*Supplied text*
++++++++++
In 2008 the total number of full-time equivalent jobs was 627. The number of jobs in the primary sector was 14, all of which were in agriculture. The number of jobs in the secondary sector was 376 of which 357 or (94.9%) were in manufacturing and 19 (5.1%) were in construction. The number of jobs in the tertiary sector was 237. In the tertiary sector; 23 or 9.7% were in wholesale or retail sales or the repair of motor vehicles, 4 or 1.7% were in the movement and storage of goods, 24 or 10.1% were in a hotel or restaurant, 4 or 1.7% were in the information industry, 1 was the insurance or financial industry, 16 or 6.8% were technical professionals or scientists, 38 or 16.0% were in education and 107 or 45.1% were in health care.

In 2000, there were 341 workers who commuted into the municipality and 890 workers who commuted away. The municipality is a net exporter of workers, with about 2.6 workers leaving the municipality for every one entering. About 12.6% of the workforce coming into Genthod are coming from outside Switzerland, while 0.1% of the locals commute out of Switzerland for work. Of the working population, 11.5% used public transportation to get to work, and 72.4% used a private car.

==Religion==
From the 2000 census, 706 or 32.5% were Roman Catholic, while 542 or 25.0% belonged to the Swiss Reformed Church. Of the rest of the population, there were 31 members of an Orthodox church (or about 1.43% of the population), there were 6 individuals (or about 0.28% of the population) who belonged to the Christian Catholic Church, and there were 64 individuals (or about 2.95% of the population) who belonged to another Christian church. There were 22 individuals (or about 1.01% of the population) who were Jewish, and 82 (or about 3.78% of the population) who were Islamic. There were 10 individuals who were Hindu and 8 individuals who belonged to another church. 478 (or about 22.02% of the population) belonged to no church, are agnostic or atheist, and 222 individuals (or about 10.23% of the population) did not answer the question.
++++++++++
Collected data
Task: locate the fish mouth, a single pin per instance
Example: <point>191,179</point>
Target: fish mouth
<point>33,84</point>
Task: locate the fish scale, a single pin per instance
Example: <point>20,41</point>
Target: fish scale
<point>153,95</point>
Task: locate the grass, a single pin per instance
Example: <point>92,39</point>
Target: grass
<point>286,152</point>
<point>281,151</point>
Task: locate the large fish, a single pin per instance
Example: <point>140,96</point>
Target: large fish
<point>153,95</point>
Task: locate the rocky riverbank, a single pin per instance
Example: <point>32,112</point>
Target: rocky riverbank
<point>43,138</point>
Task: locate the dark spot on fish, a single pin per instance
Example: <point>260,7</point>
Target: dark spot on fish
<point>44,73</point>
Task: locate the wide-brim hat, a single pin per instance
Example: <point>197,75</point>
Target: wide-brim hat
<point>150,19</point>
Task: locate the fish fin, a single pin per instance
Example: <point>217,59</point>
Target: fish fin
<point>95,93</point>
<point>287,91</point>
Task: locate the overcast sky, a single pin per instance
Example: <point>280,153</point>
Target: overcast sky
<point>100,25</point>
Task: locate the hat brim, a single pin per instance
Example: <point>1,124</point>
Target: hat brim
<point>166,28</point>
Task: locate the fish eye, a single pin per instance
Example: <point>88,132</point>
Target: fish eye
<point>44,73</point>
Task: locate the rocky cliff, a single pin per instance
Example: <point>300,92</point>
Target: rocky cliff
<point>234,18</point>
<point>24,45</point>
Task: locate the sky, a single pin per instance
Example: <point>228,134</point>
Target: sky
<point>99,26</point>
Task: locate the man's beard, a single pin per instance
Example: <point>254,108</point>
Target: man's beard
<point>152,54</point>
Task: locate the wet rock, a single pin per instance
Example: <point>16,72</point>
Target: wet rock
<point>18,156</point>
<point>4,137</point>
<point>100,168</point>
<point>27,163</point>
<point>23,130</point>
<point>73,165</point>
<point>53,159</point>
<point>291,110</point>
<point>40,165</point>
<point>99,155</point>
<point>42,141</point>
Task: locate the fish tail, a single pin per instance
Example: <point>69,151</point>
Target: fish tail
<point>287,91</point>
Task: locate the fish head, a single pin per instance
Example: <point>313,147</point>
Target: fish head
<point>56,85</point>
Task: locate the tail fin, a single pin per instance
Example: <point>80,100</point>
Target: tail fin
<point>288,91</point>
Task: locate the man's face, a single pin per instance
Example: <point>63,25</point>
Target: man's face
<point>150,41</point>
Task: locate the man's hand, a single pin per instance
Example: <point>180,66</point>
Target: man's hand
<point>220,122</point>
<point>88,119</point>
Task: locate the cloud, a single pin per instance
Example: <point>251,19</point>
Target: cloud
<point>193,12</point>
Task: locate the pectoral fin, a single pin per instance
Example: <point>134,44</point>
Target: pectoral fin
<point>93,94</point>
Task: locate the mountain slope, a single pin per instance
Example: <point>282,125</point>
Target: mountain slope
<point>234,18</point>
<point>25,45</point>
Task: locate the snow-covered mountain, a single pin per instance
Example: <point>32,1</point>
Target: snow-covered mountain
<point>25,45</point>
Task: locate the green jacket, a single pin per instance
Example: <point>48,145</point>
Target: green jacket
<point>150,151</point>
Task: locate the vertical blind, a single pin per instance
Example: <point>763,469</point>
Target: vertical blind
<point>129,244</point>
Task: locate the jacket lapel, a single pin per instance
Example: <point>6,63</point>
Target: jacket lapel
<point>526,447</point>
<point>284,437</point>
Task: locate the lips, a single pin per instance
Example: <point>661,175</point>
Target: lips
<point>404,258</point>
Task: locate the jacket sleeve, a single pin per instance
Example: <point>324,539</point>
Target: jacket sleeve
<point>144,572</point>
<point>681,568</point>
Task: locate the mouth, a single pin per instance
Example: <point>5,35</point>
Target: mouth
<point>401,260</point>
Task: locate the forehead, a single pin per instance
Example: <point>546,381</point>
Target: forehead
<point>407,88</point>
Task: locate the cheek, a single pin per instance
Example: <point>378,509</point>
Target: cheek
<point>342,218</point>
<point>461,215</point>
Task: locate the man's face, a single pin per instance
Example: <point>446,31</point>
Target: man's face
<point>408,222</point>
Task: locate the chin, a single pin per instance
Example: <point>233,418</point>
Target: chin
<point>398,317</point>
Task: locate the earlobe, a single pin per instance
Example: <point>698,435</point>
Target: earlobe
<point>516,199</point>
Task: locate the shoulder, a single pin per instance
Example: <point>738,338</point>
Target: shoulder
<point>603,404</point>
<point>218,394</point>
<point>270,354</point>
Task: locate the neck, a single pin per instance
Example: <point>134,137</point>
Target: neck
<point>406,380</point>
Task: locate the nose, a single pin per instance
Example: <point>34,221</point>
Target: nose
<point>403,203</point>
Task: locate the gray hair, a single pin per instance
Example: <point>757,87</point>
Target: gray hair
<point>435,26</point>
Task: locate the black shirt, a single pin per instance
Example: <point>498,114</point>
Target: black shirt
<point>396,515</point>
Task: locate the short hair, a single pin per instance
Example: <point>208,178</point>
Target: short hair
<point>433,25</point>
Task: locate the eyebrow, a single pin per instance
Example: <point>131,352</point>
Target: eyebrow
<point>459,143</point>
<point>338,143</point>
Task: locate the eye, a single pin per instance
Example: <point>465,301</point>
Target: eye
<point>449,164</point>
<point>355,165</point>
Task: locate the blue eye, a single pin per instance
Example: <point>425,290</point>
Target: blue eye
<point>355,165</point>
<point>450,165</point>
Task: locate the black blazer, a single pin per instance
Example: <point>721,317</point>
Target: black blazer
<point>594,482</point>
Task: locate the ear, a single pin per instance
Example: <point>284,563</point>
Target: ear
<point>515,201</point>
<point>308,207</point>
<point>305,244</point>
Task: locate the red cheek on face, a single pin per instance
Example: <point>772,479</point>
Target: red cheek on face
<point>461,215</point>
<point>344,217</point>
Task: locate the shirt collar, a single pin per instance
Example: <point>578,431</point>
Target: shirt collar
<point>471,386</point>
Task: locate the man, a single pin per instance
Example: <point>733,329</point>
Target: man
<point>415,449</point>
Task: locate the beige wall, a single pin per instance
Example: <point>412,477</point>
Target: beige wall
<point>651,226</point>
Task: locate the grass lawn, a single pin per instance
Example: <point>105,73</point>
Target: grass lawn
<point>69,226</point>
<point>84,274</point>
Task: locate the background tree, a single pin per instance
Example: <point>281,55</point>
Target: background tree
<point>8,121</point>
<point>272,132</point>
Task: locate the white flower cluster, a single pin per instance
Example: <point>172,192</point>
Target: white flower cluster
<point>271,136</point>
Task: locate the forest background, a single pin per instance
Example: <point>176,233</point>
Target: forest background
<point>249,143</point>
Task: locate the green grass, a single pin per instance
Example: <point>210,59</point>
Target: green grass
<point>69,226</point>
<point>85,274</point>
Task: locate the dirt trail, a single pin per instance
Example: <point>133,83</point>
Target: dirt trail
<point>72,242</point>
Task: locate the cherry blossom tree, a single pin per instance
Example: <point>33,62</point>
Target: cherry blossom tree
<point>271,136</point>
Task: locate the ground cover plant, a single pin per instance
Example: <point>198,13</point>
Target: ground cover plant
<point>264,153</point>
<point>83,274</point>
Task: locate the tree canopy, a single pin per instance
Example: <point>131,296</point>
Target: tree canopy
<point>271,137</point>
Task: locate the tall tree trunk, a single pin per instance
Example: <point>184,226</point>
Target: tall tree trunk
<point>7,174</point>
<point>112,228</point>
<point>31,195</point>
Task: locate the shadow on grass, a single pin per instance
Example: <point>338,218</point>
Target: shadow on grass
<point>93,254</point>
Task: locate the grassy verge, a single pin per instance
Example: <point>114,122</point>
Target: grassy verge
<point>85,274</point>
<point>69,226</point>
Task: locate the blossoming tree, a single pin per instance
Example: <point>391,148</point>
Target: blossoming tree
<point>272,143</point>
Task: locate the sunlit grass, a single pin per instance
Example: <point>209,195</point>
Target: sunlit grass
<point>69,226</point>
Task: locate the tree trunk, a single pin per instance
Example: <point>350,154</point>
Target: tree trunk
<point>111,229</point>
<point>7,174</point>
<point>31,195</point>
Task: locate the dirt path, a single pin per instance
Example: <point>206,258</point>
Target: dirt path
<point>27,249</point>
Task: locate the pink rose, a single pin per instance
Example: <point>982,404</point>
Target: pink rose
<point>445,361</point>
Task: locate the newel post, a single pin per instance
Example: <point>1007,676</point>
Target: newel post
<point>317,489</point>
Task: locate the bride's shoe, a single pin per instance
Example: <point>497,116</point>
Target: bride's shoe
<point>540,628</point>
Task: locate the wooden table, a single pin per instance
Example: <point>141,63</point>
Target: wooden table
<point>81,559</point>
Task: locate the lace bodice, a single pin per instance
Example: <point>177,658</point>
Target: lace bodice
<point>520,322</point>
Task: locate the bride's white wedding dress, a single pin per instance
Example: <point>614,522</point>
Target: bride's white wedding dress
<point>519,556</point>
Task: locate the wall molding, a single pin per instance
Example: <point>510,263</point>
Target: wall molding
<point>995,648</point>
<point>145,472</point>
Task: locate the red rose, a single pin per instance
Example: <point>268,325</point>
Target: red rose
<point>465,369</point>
++++++++++
*Task statement*
According to the text about Genthod, how many workers commuted into the municipality in 2000?

*Task solution*
341 workers commuted into the municipality in 2000.